● **WORK REQUEST**
Please write out every line of the material exactly.
================
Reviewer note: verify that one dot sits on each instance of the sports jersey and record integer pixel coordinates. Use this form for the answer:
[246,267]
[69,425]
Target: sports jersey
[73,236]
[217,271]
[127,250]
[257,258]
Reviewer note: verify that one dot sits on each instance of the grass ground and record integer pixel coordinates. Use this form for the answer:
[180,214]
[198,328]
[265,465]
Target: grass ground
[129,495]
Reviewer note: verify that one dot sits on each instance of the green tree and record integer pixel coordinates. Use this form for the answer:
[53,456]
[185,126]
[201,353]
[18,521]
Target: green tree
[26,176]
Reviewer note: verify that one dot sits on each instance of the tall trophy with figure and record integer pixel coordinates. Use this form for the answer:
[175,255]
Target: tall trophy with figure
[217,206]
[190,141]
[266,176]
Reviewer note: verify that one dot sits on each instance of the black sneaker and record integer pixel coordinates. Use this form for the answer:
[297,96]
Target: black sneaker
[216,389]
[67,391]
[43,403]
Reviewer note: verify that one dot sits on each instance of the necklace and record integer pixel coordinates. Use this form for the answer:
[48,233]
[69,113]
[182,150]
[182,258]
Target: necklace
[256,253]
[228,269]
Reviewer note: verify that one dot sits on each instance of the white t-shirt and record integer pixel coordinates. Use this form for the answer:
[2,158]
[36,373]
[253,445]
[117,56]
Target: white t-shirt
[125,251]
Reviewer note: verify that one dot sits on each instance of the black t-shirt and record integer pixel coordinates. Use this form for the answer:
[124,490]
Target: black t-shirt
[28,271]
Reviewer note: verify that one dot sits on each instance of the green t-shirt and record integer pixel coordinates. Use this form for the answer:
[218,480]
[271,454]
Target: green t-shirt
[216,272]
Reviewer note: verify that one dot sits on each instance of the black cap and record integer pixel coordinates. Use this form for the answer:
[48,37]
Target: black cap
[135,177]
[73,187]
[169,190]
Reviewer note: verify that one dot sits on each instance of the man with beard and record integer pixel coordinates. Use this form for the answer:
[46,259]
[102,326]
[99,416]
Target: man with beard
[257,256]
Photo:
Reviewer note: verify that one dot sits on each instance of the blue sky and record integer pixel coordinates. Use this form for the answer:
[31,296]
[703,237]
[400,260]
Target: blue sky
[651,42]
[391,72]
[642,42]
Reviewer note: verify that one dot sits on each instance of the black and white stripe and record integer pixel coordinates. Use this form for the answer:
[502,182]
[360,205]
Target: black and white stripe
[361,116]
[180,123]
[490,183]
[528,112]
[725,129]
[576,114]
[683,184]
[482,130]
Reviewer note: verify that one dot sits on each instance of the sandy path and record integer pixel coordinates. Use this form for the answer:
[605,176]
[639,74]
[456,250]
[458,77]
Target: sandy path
================
● **SOLUTION TO THIS TASK**
Reviewer note: verify that one dot sits on each instance of the sports jersey and record integer pixel coordinates. Use this form for the answer:
[246,267]
[69,425]
Target: sports jersey
[73,236]
[217,271]
[127,250]
[257,258]
Reviewer note: verify that one dot sits on each instance of the grass ground and record integer pixel coordinates. Use this form for the answer:
[180,214]
[198,328]
[265,465]
Target: grass ground
[129,495]
Reviewer note: verify that one dot sits on each instance of the green tree and record integer pixel coordinates. Use this form for the answer:
[53,456]
[185,126]
[201,353]
[18,521]
Target: green tree
[26,176]
Reviewer note: verify that one dot sits on each instance of the tall trophy with figure and record integer pixel coordinates. Use this form for the answer:
[175,255]
Target: tall trophy with figure
[217,206]
[190,141]
[266,176]
Reviewer note: verify that one dot sits on each instance of the black sneaker and record integer pixel coordinates. Use this form for the answer:
[297,96]
Target: black sneaker
[216,389]
[67,391]
[43,403]
Reviewer note: verify that one dot sits on each instance of the necklace and record integer pixel coordinates. Use this form for the answer:
[48,233]
[69,113]
[182,150]
[182,258]
Target: necklace
[256,253]
[228,269]
Reviewer note: verify that one dot sits on each instance of the white t-shirt and record integer pixel coordinates. Use this form for the answer:
[2,158]
[36,373]
[253,445]
[117,56]
Target: white t-shirt
[125,251]
Reviewer note: verify that one dot sits on each instance of the black t-shirt and record integer pixel coordinates. Use this form for the answer:
[124,490]
Target: black t-shirt
[28,271]
Reviewer note: verify that one dot sits on each instance of the green t-shirt and record integer pixel coordinates. Use this form for the answer:
[218,480]
[271,454]
Target: green t-shirt
[216,272]
Reviewer note: verify that one dot sits on each instance of the black cap and record integer pixel coordinates. Use this form for the answer:
[48,37]
Target: black cap
[135,177]
[73,187]
[169,190]
Reviewer note: verify that one dot sits on each instance of the man with beard and record integer pixel coordinates. Use this form for the answer:
[46,259]
[102,326]
[99,416]
Target: man with beard
[257,256]
Photo:
Reviewer note: verify that one dot sits on each instance of the blue sky and record integer pixel coordinates. Use this form for the answer:
[31,296]
[703,237]
[400,260]
Target: blue sky
[651,42]
[391,72]
[642,42]
Reviewer note: verify that one dot sits on each instance of the black and white stripe and record integer pixel coordinates. Use this form for the answer:
[502,182]
[360,205]
Target: black and white stripe
[361,116]
[180,123]
[490,183]
[528,112]
[725,129]
[576,114]
[683,184]
[482,130]
Reviewer note: verify that one dot sits on each instance of the sandy path and record integer pixel coordinates. Use this form for the answer:
[605,176]
[639,74]
[456,250]
[458,77]
Target: sandy path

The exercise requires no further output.